Reproduce the rows from the line containing "building window so I can check stock levels." through the end of the rows, both ends included.

▶ **ENTRIES SHOWN**:
····················

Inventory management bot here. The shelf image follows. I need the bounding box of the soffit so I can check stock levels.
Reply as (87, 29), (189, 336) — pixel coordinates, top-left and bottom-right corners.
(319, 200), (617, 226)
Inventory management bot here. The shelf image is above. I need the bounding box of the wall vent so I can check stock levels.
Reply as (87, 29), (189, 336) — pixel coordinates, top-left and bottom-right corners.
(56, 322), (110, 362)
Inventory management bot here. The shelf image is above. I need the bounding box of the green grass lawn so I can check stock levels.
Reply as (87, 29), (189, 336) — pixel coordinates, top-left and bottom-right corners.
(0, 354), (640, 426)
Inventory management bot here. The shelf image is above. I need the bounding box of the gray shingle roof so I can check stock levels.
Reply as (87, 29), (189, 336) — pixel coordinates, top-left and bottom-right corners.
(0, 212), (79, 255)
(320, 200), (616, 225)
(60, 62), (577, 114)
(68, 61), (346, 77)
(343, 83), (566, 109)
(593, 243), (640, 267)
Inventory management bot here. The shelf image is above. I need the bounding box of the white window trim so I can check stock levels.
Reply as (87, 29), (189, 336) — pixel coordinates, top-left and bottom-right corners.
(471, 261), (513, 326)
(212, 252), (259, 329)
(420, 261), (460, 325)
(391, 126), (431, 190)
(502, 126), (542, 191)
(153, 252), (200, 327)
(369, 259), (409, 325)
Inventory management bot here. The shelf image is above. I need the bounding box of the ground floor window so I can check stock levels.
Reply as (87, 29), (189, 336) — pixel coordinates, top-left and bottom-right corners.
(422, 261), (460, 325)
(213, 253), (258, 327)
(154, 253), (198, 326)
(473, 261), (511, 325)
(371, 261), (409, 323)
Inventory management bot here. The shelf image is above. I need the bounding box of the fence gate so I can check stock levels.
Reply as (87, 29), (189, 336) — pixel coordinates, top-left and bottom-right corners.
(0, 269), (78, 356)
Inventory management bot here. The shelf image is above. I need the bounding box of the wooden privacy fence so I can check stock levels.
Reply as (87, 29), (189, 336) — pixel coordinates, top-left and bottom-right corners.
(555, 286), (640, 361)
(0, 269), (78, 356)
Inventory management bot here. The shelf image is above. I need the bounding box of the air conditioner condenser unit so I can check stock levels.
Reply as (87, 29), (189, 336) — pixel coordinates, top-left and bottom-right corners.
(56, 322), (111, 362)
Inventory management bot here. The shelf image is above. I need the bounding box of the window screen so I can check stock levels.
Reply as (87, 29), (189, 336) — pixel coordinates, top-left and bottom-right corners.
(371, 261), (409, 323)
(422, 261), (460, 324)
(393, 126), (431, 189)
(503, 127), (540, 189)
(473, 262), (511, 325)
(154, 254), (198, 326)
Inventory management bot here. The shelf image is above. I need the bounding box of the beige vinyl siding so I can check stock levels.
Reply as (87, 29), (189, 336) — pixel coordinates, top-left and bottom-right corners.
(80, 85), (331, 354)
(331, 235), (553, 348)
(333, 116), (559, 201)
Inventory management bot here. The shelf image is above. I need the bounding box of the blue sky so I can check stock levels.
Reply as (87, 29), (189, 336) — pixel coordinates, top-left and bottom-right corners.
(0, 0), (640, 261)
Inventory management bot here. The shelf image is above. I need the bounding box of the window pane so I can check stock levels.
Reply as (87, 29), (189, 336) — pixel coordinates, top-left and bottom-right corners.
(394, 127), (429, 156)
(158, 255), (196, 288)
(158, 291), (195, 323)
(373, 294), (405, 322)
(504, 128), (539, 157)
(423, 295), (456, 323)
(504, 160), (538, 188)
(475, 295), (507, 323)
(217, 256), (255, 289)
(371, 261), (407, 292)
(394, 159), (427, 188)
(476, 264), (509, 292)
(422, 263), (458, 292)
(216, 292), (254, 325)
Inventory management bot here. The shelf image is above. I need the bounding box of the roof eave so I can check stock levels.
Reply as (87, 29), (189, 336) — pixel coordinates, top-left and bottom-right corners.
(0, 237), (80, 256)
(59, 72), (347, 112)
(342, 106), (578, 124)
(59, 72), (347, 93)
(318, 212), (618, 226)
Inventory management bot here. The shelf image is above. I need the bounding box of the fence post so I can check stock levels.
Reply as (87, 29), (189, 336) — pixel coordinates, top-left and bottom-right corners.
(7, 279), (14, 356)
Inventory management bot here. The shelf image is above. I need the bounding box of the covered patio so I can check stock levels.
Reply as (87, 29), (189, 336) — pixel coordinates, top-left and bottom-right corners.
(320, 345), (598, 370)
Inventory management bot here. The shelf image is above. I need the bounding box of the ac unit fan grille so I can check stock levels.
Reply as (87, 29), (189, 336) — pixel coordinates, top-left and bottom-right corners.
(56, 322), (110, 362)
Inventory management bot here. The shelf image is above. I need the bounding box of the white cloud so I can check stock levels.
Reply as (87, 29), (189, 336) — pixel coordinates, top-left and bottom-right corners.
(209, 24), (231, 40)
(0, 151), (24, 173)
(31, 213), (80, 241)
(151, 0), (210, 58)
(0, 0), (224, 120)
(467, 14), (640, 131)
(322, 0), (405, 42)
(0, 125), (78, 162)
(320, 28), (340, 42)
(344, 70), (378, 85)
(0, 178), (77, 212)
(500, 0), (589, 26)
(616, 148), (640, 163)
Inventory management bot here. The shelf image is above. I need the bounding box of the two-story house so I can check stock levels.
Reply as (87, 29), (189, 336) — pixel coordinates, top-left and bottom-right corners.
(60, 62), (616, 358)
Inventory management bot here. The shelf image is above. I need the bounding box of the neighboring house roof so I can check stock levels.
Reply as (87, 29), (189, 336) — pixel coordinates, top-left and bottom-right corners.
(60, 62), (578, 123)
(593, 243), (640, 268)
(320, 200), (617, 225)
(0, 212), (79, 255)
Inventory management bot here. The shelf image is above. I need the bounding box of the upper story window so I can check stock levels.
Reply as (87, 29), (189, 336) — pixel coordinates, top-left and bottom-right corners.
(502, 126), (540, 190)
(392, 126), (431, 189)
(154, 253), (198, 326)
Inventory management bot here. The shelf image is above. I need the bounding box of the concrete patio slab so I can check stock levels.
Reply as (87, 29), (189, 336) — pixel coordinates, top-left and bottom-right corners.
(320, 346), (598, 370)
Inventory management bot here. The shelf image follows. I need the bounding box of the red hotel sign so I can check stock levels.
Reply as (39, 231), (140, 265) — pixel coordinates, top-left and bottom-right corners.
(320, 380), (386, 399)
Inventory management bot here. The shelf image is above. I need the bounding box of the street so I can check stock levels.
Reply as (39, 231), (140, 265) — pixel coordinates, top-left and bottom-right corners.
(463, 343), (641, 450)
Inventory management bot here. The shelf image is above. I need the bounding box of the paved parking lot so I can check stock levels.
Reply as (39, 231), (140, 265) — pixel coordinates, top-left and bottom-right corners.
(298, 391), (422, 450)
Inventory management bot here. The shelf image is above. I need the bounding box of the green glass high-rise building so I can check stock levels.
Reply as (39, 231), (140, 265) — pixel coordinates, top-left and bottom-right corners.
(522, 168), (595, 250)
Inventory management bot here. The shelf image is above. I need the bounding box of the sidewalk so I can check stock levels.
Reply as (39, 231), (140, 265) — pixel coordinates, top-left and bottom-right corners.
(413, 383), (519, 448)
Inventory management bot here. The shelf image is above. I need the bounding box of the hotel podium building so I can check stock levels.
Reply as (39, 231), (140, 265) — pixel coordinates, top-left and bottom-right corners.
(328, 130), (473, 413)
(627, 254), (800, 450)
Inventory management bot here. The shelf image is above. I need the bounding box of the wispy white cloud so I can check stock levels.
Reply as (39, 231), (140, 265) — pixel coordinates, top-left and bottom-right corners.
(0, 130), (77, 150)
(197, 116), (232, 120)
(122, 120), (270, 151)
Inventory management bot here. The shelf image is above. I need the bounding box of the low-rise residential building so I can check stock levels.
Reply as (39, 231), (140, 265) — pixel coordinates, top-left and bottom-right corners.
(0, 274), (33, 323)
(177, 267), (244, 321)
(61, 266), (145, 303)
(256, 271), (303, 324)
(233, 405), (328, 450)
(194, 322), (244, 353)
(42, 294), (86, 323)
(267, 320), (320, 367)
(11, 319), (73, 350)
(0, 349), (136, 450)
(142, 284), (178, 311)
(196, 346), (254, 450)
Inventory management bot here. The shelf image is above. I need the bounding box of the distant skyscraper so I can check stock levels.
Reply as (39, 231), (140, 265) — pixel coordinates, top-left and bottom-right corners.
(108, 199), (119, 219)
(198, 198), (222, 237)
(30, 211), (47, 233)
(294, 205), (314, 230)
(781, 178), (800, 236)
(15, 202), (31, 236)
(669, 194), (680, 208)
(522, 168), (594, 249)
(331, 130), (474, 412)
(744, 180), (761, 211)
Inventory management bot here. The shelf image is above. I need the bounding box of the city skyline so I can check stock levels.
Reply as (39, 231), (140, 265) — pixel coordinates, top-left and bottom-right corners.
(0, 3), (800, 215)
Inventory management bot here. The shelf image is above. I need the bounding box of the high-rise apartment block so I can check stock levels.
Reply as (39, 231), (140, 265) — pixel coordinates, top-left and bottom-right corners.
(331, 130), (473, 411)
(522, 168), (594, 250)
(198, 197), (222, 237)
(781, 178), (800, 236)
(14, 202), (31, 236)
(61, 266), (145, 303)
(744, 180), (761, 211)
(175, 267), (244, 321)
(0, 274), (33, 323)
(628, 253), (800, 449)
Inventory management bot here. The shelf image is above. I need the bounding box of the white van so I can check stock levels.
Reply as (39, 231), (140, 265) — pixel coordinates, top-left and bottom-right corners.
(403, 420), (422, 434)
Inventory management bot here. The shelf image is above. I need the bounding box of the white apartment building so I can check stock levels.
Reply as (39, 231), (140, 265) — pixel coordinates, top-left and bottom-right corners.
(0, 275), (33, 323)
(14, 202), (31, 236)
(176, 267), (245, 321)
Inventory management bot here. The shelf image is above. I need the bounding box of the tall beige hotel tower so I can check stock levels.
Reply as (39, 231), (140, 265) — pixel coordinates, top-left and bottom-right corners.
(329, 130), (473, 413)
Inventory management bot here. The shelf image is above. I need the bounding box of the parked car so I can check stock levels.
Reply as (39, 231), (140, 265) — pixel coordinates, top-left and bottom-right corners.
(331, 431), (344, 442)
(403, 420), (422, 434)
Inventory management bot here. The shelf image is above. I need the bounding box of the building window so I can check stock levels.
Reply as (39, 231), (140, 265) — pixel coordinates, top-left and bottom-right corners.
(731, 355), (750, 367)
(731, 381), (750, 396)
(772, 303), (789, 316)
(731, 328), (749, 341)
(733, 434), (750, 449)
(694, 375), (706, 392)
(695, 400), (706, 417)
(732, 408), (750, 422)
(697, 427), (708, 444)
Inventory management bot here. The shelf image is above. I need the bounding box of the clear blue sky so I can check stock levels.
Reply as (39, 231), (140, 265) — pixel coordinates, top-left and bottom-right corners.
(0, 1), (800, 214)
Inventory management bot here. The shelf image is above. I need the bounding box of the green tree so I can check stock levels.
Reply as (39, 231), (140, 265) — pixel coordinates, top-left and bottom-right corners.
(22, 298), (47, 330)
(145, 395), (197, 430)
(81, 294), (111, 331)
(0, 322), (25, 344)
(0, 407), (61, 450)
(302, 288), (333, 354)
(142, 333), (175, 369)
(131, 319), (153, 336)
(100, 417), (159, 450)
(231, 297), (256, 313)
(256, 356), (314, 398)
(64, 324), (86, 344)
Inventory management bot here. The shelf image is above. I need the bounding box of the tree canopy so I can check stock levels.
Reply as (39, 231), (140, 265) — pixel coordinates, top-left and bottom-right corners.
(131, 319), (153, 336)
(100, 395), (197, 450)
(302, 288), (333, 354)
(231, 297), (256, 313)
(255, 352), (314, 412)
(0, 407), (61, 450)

····················

▶ **SOLVED PROBLEM**:
Inventory management bot here. The shelf image is above. I need the bounding box of the building window so I can check stock levels.
Reply as (39, 231), (140, 265) — pixel coordinates, top-left and bottom-right corners.
(731, 355), (750, 367)
(731, 381), (750, 396)
(772, 303), (789, 316)
(731, 328), (749, 341)
(733, 434), (750, 449)
(694, 375), (706, 392)
(695, 400), (706, 417)
(732, 408), (750, 422)
(697, 427), (708, 444)
Inventory management bot here. The shelf image is above. I need the bounding box of the clear blue sky so I can check stock levels.
Reply as (39, 231), (140, 265) — pixel coordinates, top-left and bottom-right corners.
(0, 1), (800, 214)
Inventory management bot here. The shelf image is above. I need the bounding box of the green tree so I can check stock levels.
Reply as (39, 231), (140, 265) — pixel coordinates, top-left and bottom-right corners.
(22, 298), (47, 330)
(145, 395), (197, 430)
(81, 294), (111, 331)
(0, 322), (25, 344)
(0, 407), (61, 450)
(302, 288), (333, 354)
(142, 333), (175, 369)
(131, 319), (153, 336)
(100, 417), (159, 450)
(231, 297), (256, 313)
(256, 356), (314, 398)
(64, 324), (86, 344)
Inventory management bot here. The shelf image is above. I need the bounding box of the tree canopy so I can check stock levels.
Reply as (39, 231), (140, 265) — pixel coordinates, top-left and bottom-right corners.
(131, 319), (153, 336)
(100, 395), (197, 450)
(302, 288), (333, 354)
(231, 297), (256, 313)
(255, 352), (314, 412)
(0, 407), (61, 450)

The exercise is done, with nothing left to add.